**Fragmento seleccionado:**
MARIO VARGAS LLOSA 7 SEP 2014
Veinticinco años después
de que Fukuyama proclamara el fin de la historia, civilización y barbarie
siguen combatiendo en el escenario global. El enemigo es ahora el radicalismo
islámico
Francis Fukuyama publicó en 1989 su
famoso artículo sobre el fin de la historia y, en 1992, el libro en que amplió
y argumentó su teoría, explicando que, con la desaparición de la Unión
Soviética y del comunismo, la democracia no tendría ya en el futuro alternativas
de peso e iría poco a poco integrando al mundo en una civilización global de
paz y libertad.
¿Quién se atrevería un cuarto de siglo
después a sostener una tesis tan optimista? Donde uno vuelva ahora los ojos, la
historia está más viva que nunca, las contradicciones y rechazos violentos a la
cultura democrática son el signo de la época y ganan terreno por doquier. La
URSS y el comunismo han desaparecido para todos los efectos prácticos y los dos
últimos Estados comunistas —Cuba y Corea del Norte— son dos antiguallas
destinadas a extinguirse más pronto que tarde. Pero Rusia, bajo el liderazgo de
Vladímir Putin y su cogollo de antiguos agentes del KGB, resucita como una
potencia despótica que desafía a Occidente con éxito y va reconstituyendo su imperio
ante un Estados Unidos y una Europa que, con el respaldo de su respectiva
opinión pública, protestan y amenazan con sanciones pero no van a ir hoy a la
guerra por Ucrania, ya medio devorada por el gigante ruso, ni mañana por los
Estados bálticos que serán probablemente el próximo objetivo del nuevo
imperialismo ruso.

**Consignas:**
A - Según la columna, ¿por qué sostenía Fukuyama que la democracia ya no tendría alternativas de peso en el futuro? Contesta en una a tres oraciones.
B - Responde estas preguntas sobre la columna, una por línea:
(i) ¿En qué año publicó Fukuyama su artículo sobre el fin de la historia?
(ii) ¿Cuáles son los dos últimos Estados comunistas que menciona?
(iii) ¿Qué territorios señala como el probable próximo objetivo del imperialismo ruso?

**Material:**

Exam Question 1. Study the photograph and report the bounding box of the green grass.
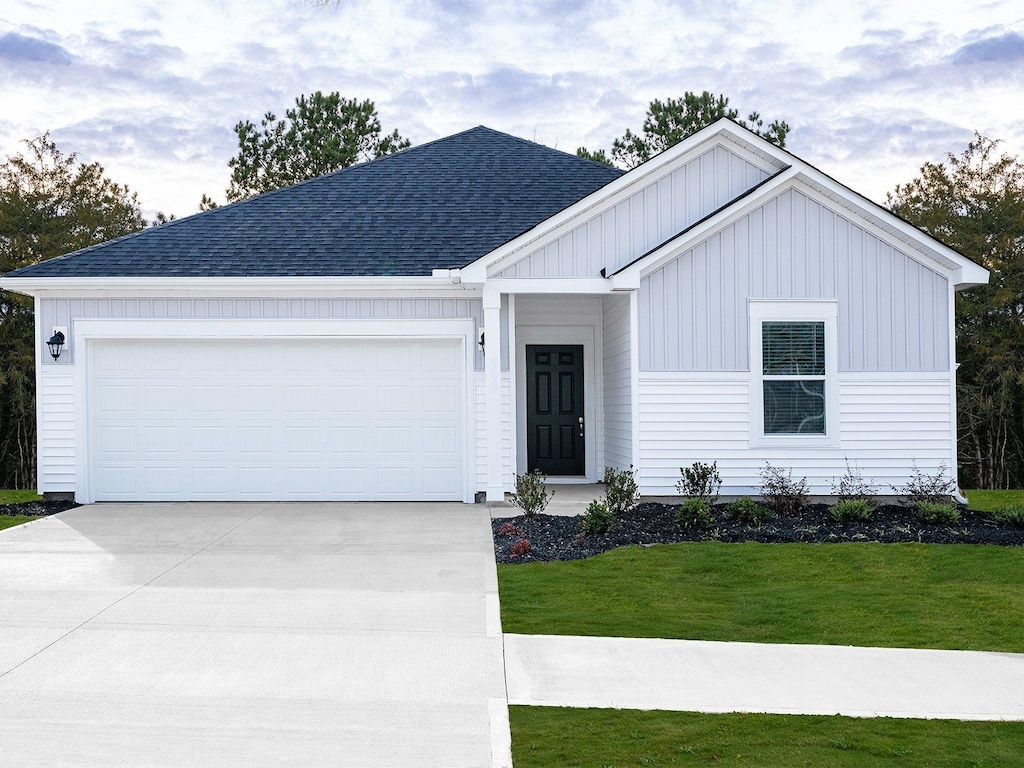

**Respuestas del ejercicio:**
A - Porque la Unión Soviética y el comunismo habían desaparecido. Por eso, según su teoría, la democracia iría integrando poco a poco al mundo en una civilización global de paz y libertad.

B -
(i) En 1989.
(ii) Cuba y Corea del Norte.
(iii) Los Estados bálticos.